TASK LIST >>
A. In the article on the Iran nuclear talks, who leads the group of six countries negotiating with Iran?
B. Repeat the part of the article on the Iran nuclear talks that begins at the words "All this is" and stops after "achieve their goal.".
C. Go on with the article on the Iran nuclear talks, picking up after its final sentence.

TEXT UNDER STUDY >>
=-=-=
Commentary Magazine


Western Concessions Boost Iran Confidence

After two days of the latest round of P5+1 talks with Iran, the international coalition has already begun the process of standing down from a confrontational stance toward Tehran. After a decade of diplomatic failure, no one seriously expected this week’s sessions to create a breakthrough that might defuse the Iranian nuclear threat. But the West’s decision to make two key concessions to the Islamist regime without any reciprocal move on Iran’s part is likely to only reinforce its confidence that it can continue to stall until the Iranians reach their nuclear goal. The group comprised of the United States, Britain, France, Russia, China and Germany and which is led by European Union foreign policy chief Catherine Ashton, dropped their previous insistence that Iran must shut down its nuclear plant at Fordo and also said that it could keep some of its 20 percent enriched uranium that could be converted to use for a weapon.

With those concessions in his pocket, and without having given anything in return at the talks in Almaty, Kazakhstan, it’s no wonder the Iranian negotiator called the meeting positive and said the Western position had become “more realistic.” American and European diplomats emphasized to reporters their three conditions to the Iranians that would hinder any attempt to create a weapon, but also said agreeing to those minimal steps would lead to the end of some of the toughest economic sanctions on the country.

All this is just one more set of signals that tells the Iranians they have no need to take seriously President Obama’s threats about force still being an option in the West’s efforts to prevent Tehran from going nuclear. In its new issue, TIME magazine details the story of the administration’s evolution toward a position that specifically eschews containment of a nuclear Iran as an option and says the administration is preparing for war. But this week’s concessions, combined with the confirmation of a new U.S. secretary of defense who was a longtime advocate of containment (and who could not articulate the administration’s current position on the issue in his confirmation hearing even when given three tries to do so), can only bolster the determination of the Iranians to hang on to their program until they run out the clock on the talks and achieve their goal.

As TIME notes, only Obama knows for sure whether he really will make good on his pledges to use every possible option, including war, to stop Iran. But the appointment of Chuck Hagel to the Pentagon was not something that was geared to make the Iranians believe the president means what he says. They are hoping to drag out the talks over time, and the promise of even more open-ended negotiations after this week could hardly have persuaded them to alter that strategy.
=-=-=
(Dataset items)
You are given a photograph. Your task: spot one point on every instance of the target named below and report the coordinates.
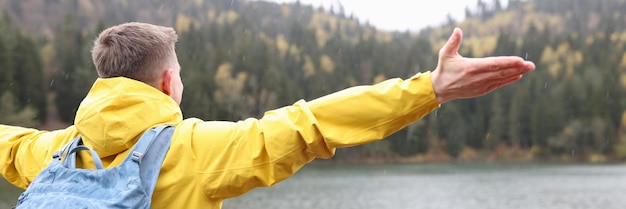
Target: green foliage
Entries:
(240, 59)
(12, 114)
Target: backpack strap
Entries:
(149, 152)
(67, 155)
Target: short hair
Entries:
=-=-=
ANSWERS BY TASK >>
A. European Union foreign policy chief Catherine Ashton leads the group.

B.
All this is just one more set of signals that tells the Iranians they have no need to take seriously President Obama’s threats about force still being an option in the West’s efforts to prevent Tehran from going nuclear. In its new issue, TIME magazine details the story of the administration’s evolution toward a position that specifically eschews containment of a nuclear Iran as an option and says the administration is preparing for war. But this week’s concessions, combined with the confirmation of a new U.S. secretary of defense who was a longtime advocate of containment (and who could not articulate the administration’s current position on the issue in his confirmation hearing even when given three tries to do so), can only bolster the determination of the Iranians to hang on to their program until they run out the clock on the talks and achieve their goal.

C.
Indeed, the new talks repeated the patterns of past negotiations in which Western concessions were made to get a deal that would not conclusively end the nuclear threat. The current P5+1 position would leave the Iranians plenty of room to maneuver and to cheat on their promises—as the North Koreans did before they got their bomb.

The Iranians have convinced the West and even the Israelis that they have more time than they thought they had last year before it is too late to spike the nuclear program. But even if we assume that the West has until the fall or even next spring to talk the Iranians down from the nuclear ledge, nothing they have done—including tough economic sanctions—seems to have really gotten Iran to believe they have no choice but to surrender their nukes.

If President Obama wants Iran to take him seriously he needs to change his diplomatic posture, not double down on a policy of engagement that only serves to make the ayatollahs think he is a paper tiger. If he is to disabuse them of that belief, the president needs to do something in the coming months that makes clear that the U.S. is ready to strike. But with Hagel, whom Obama appears to trust, having replaced his predecessor Robert Gates as the leading proponent of containment in the administration, the odds of doing so are not good.

Even if one believes the TIME story about the president’s intentions, he needs to understand the threat of American force is only credible if the other side believes in it. After ensnaring the West in a new round of dead-end negotiations, it’s hard to blame the Iranians if they think they have nothing to worry about.